* WHAT IS ASKED *
Please copy the items starting at the line containing "Where can the sofa" and ending at the last item, swapping "sliding glass door" for "glass patio door" and leaving everything else unchanged. Give back only those lines.

------------------------

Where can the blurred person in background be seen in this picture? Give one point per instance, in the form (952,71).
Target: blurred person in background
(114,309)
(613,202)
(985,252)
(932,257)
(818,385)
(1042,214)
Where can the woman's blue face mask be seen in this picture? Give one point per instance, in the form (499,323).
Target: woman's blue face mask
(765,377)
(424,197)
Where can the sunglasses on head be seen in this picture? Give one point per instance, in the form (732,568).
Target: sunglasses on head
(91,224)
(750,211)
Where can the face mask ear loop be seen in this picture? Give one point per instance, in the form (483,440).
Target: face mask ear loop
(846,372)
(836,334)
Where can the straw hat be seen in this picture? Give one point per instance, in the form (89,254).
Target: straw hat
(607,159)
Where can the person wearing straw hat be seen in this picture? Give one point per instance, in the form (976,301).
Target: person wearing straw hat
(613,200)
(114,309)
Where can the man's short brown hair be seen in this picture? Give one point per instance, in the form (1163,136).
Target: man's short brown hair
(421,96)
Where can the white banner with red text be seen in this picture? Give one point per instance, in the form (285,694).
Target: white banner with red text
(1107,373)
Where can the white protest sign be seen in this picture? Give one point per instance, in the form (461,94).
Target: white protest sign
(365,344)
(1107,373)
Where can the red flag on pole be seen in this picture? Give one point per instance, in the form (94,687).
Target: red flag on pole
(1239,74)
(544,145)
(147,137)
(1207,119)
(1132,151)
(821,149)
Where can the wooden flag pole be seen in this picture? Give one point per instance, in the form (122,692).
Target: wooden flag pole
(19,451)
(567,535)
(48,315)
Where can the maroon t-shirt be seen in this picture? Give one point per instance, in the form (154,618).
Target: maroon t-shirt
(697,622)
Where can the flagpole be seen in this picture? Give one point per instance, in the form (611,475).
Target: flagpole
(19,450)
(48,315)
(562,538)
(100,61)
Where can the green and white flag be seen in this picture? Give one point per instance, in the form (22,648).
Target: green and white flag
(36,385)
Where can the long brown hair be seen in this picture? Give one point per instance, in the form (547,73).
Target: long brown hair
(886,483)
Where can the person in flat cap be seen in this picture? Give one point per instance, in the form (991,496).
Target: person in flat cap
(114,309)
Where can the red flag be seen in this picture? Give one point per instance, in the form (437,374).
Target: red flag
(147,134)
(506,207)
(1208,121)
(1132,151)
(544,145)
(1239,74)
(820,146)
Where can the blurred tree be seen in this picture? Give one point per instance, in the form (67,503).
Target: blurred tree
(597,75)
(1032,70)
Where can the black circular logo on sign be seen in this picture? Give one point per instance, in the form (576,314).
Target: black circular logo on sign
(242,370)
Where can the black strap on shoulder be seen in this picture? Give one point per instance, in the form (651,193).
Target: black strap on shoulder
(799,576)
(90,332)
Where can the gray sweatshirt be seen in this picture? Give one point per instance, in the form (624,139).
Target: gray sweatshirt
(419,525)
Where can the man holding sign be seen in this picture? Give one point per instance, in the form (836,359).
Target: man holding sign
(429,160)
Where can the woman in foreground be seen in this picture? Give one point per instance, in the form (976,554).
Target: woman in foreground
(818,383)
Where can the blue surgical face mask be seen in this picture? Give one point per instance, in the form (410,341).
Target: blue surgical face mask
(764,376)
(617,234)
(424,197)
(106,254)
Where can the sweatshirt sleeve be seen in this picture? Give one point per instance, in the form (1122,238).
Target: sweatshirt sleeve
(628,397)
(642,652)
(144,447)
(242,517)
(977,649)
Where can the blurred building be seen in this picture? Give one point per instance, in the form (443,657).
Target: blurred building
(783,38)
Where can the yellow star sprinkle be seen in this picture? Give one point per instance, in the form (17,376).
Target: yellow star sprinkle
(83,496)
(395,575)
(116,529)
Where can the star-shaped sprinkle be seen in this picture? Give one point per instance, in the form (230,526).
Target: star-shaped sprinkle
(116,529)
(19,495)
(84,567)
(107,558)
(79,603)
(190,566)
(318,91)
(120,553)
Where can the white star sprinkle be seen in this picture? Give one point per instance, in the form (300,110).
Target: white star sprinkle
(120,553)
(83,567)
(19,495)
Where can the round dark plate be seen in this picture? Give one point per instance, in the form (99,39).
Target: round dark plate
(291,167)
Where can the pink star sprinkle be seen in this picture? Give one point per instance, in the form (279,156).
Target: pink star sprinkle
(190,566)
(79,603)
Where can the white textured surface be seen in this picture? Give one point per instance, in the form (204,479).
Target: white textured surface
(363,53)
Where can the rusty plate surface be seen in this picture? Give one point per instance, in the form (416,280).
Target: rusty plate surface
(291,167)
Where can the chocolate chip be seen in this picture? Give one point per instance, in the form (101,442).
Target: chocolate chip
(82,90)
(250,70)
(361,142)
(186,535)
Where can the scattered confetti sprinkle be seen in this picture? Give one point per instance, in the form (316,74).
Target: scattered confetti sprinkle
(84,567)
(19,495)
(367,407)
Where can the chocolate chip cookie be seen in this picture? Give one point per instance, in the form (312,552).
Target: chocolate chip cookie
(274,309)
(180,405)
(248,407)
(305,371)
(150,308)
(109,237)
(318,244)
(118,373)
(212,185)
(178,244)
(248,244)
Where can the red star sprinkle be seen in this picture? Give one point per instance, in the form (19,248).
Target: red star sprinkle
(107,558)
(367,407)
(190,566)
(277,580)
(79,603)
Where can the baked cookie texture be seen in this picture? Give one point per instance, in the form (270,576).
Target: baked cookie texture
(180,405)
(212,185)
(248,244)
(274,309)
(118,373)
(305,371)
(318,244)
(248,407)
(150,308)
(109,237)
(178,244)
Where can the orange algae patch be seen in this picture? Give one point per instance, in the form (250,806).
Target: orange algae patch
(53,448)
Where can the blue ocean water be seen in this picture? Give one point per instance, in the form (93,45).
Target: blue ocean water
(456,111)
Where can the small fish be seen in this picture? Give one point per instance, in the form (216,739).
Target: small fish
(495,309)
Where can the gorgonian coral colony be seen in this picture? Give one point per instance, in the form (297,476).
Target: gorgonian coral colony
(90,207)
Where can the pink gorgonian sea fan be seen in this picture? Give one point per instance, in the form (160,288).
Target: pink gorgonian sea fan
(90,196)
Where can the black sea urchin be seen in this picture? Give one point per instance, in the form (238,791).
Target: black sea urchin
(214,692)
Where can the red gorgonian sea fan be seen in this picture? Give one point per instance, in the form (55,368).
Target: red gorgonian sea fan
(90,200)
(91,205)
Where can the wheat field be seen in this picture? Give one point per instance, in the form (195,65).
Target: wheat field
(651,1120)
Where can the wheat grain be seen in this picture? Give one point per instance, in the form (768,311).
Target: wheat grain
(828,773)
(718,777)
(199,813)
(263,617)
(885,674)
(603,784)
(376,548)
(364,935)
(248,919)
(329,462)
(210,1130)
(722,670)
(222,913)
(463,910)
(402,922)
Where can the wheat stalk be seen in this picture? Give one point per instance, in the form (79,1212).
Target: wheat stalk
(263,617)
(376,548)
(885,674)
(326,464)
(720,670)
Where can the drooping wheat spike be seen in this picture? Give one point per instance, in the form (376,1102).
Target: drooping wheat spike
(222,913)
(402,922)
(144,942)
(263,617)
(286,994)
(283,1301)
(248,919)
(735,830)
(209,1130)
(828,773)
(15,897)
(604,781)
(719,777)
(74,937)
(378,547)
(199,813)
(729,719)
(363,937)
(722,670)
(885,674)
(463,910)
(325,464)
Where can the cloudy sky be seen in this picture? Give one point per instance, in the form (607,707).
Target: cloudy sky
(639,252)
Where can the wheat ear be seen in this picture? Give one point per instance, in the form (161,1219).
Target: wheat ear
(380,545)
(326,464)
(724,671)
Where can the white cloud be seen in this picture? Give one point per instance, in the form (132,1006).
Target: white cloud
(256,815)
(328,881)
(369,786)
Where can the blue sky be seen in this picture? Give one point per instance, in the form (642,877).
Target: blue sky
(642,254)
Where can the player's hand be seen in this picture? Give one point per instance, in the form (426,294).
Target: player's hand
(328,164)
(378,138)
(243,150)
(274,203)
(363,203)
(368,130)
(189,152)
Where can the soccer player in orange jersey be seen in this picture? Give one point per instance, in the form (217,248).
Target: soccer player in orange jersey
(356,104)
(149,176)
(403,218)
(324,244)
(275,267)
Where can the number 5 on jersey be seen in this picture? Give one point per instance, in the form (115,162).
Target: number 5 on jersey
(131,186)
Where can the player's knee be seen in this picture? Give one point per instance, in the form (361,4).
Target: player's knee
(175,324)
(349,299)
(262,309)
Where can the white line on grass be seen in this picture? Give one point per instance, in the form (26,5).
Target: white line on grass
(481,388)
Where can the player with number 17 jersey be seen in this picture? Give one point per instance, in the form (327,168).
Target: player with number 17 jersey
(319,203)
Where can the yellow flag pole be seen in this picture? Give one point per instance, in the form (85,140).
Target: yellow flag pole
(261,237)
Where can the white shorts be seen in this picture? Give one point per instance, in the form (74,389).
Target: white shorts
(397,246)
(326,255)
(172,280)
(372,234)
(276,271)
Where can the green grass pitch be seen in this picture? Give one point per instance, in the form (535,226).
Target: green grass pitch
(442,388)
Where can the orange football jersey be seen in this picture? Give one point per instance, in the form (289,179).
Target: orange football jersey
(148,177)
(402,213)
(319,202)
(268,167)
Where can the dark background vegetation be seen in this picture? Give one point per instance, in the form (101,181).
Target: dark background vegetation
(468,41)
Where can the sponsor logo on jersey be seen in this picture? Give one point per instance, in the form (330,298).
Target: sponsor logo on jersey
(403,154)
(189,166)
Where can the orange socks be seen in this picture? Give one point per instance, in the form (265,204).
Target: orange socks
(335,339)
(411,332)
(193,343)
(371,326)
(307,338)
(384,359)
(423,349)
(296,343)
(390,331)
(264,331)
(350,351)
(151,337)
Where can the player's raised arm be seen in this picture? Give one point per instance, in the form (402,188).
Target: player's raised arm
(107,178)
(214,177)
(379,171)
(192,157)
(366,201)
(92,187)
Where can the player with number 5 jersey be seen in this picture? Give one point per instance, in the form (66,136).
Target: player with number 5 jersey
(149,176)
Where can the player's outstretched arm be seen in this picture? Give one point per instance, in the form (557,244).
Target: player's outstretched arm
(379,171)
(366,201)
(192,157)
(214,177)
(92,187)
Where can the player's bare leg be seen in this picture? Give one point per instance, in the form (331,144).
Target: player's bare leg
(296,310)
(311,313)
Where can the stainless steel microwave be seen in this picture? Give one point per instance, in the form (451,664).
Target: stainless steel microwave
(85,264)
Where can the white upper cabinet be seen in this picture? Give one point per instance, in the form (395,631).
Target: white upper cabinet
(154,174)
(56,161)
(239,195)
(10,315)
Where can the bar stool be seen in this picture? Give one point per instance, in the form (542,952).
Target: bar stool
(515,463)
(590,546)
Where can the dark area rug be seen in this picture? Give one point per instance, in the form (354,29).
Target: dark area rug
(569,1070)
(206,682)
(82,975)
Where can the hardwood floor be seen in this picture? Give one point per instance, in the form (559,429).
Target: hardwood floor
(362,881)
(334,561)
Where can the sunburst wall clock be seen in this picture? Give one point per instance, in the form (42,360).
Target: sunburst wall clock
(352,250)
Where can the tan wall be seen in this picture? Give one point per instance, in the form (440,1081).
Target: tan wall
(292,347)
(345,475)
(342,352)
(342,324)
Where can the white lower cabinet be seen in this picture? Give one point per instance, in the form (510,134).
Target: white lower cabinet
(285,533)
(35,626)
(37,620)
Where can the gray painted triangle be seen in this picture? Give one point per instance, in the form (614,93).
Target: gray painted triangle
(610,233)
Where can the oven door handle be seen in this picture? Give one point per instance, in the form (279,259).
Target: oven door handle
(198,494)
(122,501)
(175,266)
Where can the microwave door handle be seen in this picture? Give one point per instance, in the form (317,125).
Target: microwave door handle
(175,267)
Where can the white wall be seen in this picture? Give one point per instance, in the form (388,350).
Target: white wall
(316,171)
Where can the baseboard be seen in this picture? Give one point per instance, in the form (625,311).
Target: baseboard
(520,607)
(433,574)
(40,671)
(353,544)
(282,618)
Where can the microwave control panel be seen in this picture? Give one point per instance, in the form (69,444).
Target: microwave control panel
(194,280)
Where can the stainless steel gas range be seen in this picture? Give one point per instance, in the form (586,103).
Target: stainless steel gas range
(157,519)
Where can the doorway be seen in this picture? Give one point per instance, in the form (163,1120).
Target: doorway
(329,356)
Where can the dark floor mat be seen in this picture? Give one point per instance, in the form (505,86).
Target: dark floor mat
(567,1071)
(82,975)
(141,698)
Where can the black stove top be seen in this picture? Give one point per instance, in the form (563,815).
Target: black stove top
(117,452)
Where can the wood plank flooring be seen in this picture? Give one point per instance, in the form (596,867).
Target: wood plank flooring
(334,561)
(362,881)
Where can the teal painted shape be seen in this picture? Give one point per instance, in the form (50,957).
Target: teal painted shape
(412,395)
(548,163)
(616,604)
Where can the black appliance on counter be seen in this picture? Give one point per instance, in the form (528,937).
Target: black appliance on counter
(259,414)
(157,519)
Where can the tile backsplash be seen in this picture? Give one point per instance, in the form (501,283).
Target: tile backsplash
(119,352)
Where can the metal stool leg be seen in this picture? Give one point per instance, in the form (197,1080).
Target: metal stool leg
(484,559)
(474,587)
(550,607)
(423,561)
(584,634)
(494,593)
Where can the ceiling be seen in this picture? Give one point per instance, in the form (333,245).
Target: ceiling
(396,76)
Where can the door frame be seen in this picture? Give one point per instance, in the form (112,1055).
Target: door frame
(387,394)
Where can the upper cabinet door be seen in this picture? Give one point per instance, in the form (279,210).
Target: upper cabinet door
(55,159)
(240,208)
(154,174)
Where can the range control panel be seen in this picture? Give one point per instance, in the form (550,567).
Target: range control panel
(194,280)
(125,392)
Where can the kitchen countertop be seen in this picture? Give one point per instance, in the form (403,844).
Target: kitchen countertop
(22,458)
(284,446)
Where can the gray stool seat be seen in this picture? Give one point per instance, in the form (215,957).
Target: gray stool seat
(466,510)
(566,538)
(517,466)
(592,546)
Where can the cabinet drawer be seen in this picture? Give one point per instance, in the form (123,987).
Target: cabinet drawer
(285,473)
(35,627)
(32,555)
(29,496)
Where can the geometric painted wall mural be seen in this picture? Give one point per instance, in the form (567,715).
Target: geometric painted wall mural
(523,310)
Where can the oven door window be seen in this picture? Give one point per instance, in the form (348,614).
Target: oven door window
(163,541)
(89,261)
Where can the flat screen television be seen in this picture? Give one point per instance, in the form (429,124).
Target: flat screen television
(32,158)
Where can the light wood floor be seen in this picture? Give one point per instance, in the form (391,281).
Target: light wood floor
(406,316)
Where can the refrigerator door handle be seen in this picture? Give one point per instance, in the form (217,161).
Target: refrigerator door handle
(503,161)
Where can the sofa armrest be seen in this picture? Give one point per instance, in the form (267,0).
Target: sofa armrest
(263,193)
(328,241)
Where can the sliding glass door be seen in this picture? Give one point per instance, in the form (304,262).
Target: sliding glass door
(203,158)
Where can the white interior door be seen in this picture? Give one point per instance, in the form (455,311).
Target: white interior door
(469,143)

------------------------

* EXERCISE RESPONSE *
Where can the sofa armrest be seen in this picture? Give one point per instance, in the form (267,0).
Target: sofa armrest
(263,193)
(328,241)
Where can the glass patio door be seen in this picture? Give one point per instance, in the form (304,262).
Target: glass patio door
(203,158)
Where can the white interior door be seen in this picture? Give one point per instance, in the form (455,311).
Target: white interior door
(469,143)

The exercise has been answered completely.